▶ **TASK DIRECTIONS**
Please write out only the lines from the line with "the distant stag" to the line with "of the manchester", inclusive, exactly as they stand below, without the pictures.

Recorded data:
Start of Block

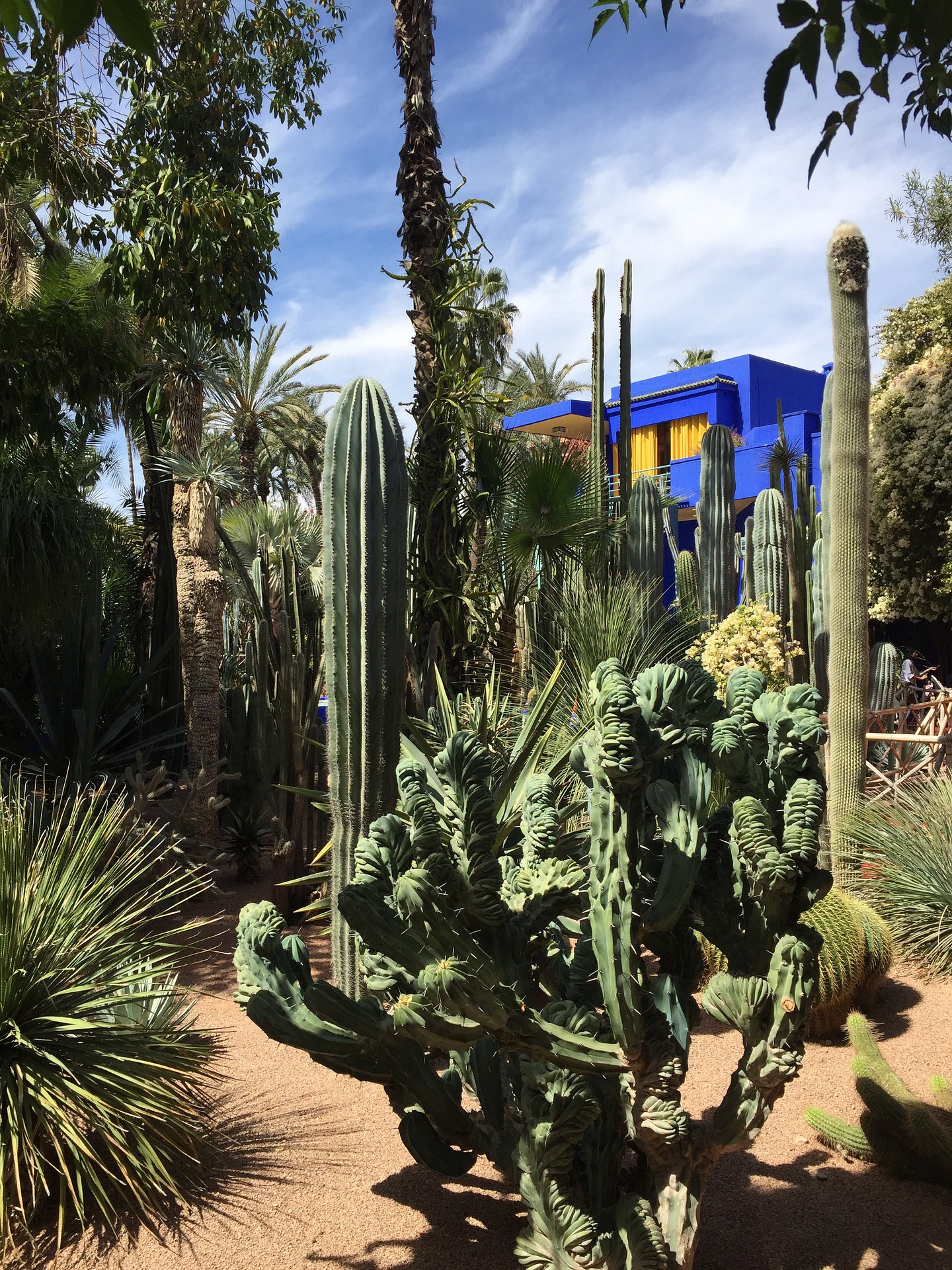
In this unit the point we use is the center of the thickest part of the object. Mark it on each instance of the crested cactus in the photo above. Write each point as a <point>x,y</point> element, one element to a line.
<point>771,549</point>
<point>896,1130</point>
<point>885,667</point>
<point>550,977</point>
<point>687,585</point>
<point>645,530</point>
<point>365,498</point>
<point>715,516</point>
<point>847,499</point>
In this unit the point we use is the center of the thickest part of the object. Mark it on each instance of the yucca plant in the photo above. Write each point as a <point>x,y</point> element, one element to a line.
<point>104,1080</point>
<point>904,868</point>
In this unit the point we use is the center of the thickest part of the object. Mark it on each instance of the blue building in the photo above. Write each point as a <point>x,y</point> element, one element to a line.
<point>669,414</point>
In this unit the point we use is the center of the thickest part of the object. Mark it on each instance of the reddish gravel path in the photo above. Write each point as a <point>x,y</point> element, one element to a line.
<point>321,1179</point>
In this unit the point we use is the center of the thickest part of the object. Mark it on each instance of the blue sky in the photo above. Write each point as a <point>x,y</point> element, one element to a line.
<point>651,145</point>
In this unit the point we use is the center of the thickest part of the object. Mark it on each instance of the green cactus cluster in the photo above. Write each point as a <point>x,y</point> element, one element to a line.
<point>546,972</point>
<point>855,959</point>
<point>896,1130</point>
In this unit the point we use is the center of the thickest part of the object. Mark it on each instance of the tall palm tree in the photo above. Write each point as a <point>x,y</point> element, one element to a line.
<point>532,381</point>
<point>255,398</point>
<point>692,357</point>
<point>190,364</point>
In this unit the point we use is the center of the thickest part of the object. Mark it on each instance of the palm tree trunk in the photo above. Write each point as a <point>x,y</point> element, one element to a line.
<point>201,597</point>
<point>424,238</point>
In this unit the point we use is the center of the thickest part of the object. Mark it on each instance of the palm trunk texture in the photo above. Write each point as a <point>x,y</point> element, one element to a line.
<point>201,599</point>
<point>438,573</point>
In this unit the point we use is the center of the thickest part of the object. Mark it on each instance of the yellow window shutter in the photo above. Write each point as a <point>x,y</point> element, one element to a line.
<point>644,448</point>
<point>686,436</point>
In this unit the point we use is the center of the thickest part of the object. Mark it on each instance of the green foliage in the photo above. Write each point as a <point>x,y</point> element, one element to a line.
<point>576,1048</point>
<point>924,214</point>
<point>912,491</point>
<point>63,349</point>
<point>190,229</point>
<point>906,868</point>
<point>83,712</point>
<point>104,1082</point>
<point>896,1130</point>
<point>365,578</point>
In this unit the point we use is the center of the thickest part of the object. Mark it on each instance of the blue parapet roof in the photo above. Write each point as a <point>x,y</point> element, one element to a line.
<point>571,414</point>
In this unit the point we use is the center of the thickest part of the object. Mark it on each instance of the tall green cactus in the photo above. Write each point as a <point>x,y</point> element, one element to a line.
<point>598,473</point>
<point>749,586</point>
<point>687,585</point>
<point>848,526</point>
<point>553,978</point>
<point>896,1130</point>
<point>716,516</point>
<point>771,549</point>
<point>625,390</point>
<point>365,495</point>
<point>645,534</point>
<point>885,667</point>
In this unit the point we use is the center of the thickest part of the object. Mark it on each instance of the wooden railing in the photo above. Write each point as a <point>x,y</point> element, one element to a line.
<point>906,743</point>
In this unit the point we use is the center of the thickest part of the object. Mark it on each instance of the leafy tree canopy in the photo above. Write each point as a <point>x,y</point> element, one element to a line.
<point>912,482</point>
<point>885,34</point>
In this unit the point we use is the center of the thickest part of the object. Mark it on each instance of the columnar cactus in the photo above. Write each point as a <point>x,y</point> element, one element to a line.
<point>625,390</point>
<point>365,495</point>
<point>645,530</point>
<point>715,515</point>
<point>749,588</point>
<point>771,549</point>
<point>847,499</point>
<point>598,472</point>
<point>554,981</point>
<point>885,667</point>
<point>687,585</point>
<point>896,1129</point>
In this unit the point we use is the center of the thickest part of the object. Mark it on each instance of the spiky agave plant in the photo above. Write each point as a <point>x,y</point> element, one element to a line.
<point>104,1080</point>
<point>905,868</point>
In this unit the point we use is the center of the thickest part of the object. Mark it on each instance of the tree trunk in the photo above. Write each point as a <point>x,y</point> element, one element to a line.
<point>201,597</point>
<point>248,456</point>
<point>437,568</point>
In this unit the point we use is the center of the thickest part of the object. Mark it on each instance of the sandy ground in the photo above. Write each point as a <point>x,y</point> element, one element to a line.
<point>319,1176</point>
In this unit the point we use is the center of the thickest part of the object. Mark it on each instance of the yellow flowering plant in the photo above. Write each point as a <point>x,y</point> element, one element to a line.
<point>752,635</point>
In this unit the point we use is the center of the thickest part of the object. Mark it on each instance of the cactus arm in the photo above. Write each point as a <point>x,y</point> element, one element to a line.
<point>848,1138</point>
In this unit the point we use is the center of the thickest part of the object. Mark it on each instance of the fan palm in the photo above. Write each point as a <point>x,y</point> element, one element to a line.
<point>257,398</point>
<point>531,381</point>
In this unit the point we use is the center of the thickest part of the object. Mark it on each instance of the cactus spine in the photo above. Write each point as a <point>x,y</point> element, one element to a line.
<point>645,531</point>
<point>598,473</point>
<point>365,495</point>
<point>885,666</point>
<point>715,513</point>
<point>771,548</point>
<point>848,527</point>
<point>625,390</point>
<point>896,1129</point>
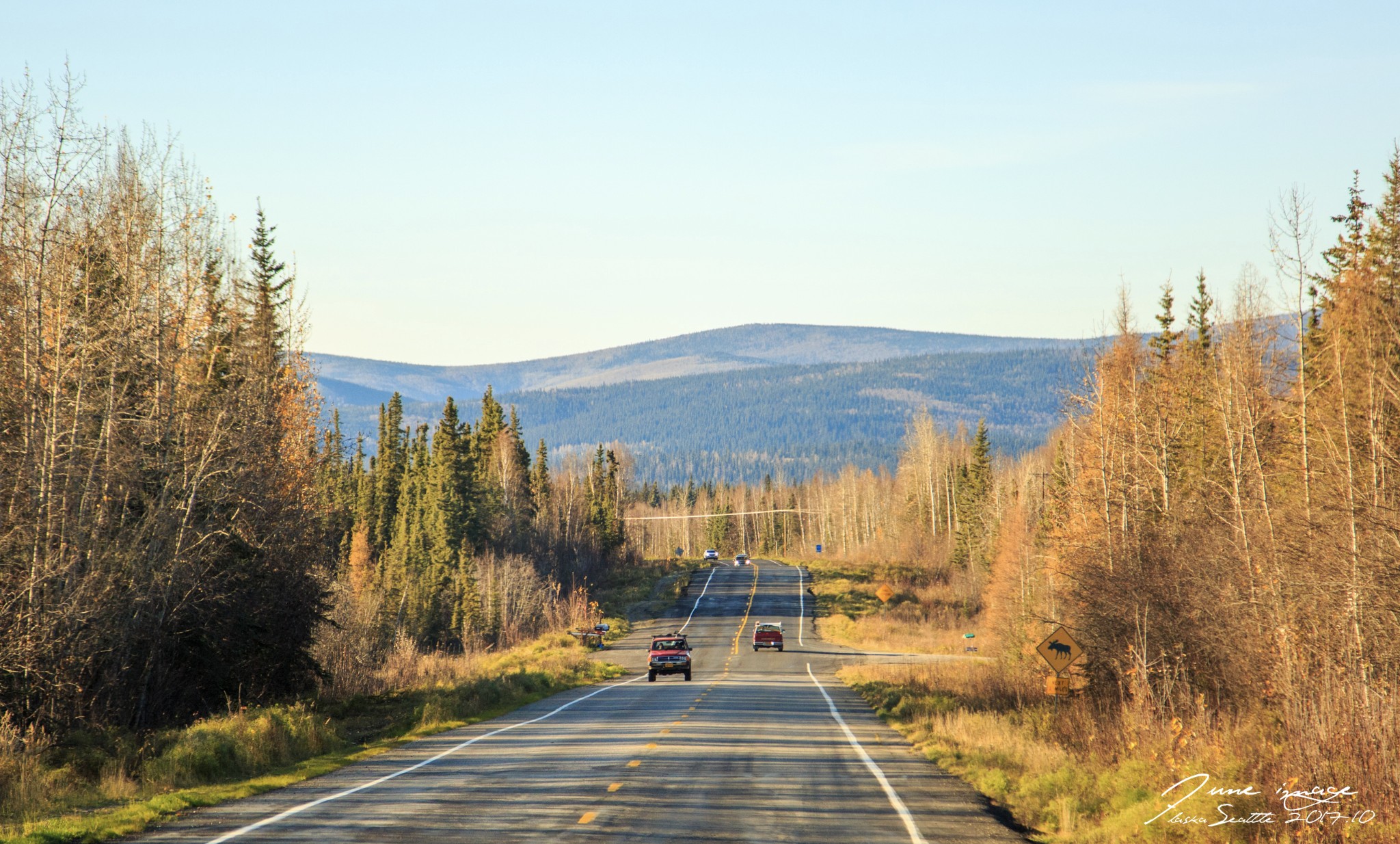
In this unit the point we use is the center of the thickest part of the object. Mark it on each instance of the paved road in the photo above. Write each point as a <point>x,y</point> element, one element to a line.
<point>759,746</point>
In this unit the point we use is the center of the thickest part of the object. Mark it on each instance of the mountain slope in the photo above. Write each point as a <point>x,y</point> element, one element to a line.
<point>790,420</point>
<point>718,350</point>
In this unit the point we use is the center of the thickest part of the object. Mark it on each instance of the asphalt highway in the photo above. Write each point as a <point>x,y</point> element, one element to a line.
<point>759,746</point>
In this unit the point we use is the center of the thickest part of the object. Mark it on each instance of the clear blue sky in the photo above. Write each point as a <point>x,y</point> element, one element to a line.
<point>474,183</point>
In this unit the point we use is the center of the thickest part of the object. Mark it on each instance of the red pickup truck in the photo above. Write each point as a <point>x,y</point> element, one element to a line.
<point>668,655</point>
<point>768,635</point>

End of Block
Start of Block

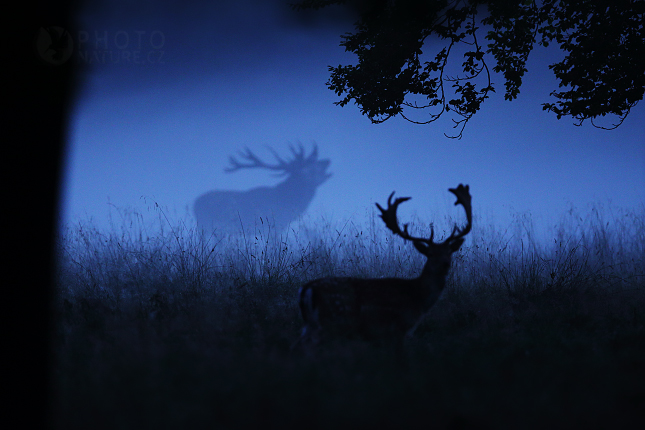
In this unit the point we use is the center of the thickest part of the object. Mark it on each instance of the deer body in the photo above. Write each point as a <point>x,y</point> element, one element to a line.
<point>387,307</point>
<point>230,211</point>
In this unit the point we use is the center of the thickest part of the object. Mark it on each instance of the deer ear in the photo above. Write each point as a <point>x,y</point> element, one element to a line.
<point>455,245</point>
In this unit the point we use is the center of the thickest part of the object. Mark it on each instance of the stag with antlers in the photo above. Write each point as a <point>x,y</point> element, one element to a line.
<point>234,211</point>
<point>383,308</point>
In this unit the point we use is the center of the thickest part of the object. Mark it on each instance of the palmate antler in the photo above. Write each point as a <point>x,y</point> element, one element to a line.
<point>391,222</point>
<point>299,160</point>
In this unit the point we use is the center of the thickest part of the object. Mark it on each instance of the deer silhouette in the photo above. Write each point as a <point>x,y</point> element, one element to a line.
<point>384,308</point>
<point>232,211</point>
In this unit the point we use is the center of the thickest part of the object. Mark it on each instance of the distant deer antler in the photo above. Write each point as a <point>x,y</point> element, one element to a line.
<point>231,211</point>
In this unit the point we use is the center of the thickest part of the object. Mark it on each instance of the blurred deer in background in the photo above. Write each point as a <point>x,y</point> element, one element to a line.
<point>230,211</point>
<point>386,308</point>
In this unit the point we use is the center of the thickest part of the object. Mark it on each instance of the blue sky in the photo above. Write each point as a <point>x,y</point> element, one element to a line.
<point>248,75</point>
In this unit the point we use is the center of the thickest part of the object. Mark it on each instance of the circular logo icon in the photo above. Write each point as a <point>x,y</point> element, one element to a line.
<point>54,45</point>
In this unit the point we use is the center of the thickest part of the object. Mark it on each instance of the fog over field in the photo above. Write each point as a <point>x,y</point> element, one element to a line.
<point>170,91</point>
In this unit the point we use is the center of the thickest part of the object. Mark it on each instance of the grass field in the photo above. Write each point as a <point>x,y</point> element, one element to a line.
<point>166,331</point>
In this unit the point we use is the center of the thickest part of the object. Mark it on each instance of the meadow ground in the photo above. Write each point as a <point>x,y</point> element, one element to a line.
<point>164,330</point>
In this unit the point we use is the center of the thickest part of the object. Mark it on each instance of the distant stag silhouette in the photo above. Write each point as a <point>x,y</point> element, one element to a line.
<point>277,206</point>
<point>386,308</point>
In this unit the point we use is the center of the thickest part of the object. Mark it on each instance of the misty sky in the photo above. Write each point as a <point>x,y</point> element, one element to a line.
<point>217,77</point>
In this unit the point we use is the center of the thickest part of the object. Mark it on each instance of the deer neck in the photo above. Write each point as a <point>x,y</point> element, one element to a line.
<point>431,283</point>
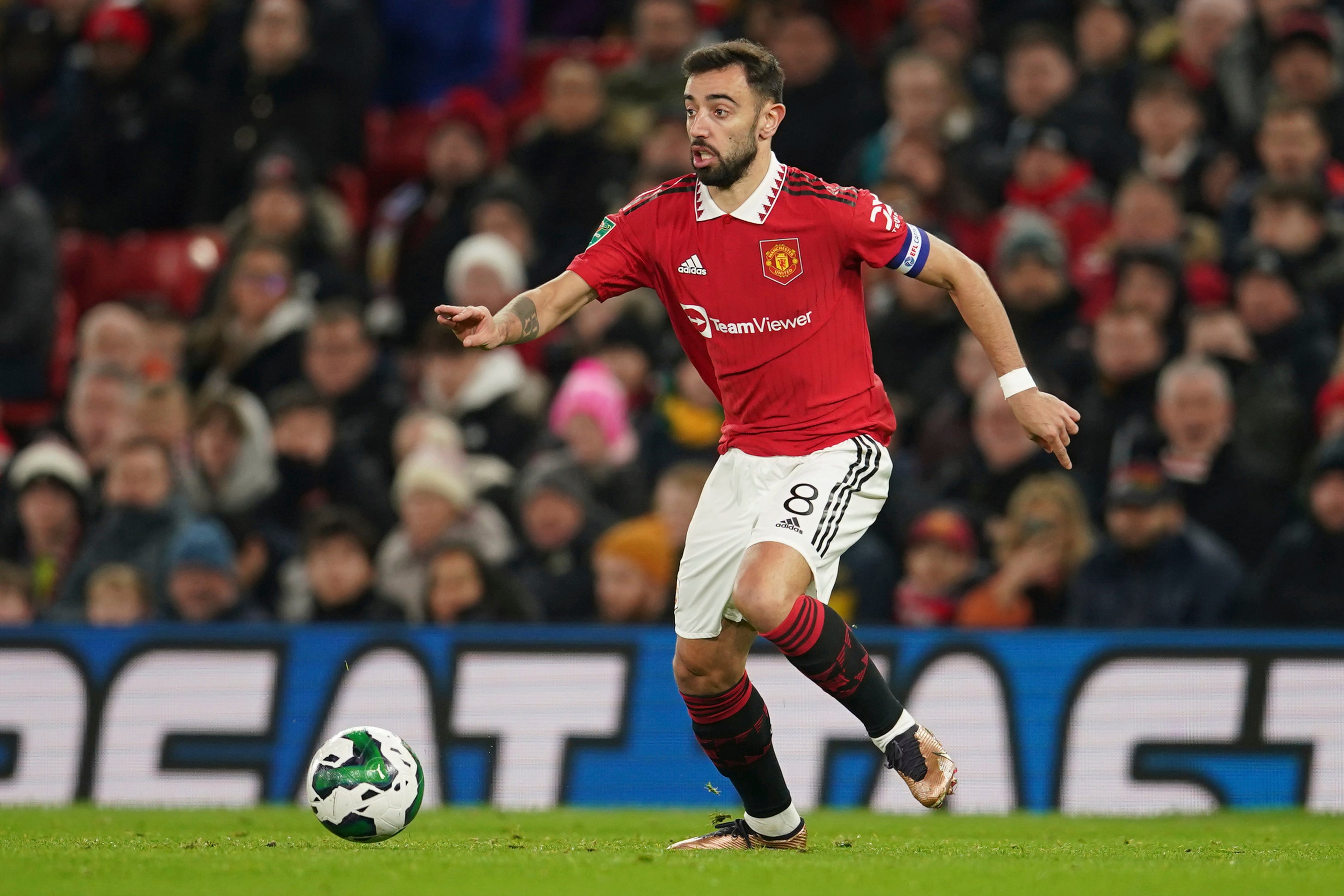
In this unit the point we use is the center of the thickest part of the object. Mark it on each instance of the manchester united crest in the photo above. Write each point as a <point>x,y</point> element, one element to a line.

End of Block
Start of Block

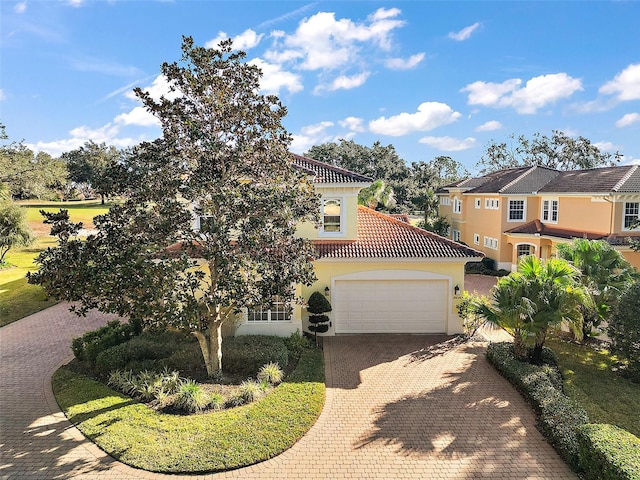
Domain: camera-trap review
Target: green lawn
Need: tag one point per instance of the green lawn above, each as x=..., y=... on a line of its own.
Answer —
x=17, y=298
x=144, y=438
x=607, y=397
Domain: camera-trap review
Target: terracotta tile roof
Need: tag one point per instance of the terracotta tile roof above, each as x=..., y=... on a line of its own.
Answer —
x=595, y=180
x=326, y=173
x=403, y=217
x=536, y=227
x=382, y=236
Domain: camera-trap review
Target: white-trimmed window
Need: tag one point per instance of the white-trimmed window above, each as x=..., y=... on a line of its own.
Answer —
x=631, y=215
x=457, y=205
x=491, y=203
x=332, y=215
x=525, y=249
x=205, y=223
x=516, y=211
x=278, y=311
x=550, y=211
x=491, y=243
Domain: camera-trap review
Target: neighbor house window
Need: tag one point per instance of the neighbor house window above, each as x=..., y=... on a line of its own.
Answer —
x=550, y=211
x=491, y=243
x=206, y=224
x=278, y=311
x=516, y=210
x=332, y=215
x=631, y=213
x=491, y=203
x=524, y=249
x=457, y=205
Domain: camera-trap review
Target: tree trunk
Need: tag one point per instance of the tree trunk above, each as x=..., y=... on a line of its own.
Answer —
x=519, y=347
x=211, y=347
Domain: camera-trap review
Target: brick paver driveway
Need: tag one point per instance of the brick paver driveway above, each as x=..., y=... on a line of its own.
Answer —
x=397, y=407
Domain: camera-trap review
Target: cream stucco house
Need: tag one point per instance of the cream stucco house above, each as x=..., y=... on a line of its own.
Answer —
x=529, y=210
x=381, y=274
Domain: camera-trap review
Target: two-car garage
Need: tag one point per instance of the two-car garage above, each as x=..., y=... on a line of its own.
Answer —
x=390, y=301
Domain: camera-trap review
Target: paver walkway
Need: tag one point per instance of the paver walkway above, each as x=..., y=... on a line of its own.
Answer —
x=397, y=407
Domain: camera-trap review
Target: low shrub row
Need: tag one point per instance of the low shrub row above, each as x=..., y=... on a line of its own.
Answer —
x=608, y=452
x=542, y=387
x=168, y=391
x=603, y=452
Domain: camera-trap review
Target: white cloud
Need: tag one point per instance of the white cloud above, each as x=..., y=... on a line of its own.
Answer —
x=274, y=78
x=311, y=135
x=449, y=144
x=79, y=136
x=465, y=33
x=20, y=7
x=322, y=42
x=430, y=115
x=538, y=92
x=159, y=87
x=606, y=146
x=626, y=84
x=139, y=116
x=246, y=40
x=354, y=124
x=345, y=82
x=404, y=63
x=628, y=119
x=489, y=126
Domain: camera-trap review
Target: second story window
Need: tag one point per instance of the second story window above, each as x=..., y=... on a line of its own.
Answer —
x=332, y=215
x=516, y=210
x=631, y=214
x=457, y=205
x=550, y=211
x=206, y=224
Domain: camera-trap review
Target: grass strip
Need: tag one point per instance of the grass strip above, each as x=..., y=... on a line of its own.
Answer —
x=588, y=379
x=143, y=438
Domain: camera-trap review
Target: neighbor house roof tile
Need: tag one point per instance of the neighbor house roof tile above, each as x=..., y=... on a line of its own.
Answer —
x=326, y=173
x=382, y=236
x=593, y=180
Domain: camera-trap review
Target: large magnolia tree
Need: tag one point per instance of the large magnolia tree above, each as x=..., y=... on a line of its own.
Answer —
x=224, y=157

End of Block

▶ **RESPONSE TO THIS TASK**
In this unit the point we use is the center of the thickest part of the object. Mark it on each instance of the distant stag silhouette in the photo above. Write each point as a <point>x,y</point> element, one element to a line.
<point>277,206</point>
<point>386,308</point>
In this unit the point we use is the center of the thickest part of the object. Mark it on each instance of the misty sky in the photo above. Write each point as a <point>x,y</point> element, one element to a line.
<point>217,77</point>
In this unit the point we use is the center of the thickest part of the object. Mark it on each instance of the deer neck in the photo above. Write each point as a <point>x,y</point> element, one element to a line.
<point>431,283</point>
In this unit the point we use is the center of the thickest part of the object. Mark it on each instance of the manchester united crest in the photo above. Write each point as a <point>x,y</point> element, one element to a line.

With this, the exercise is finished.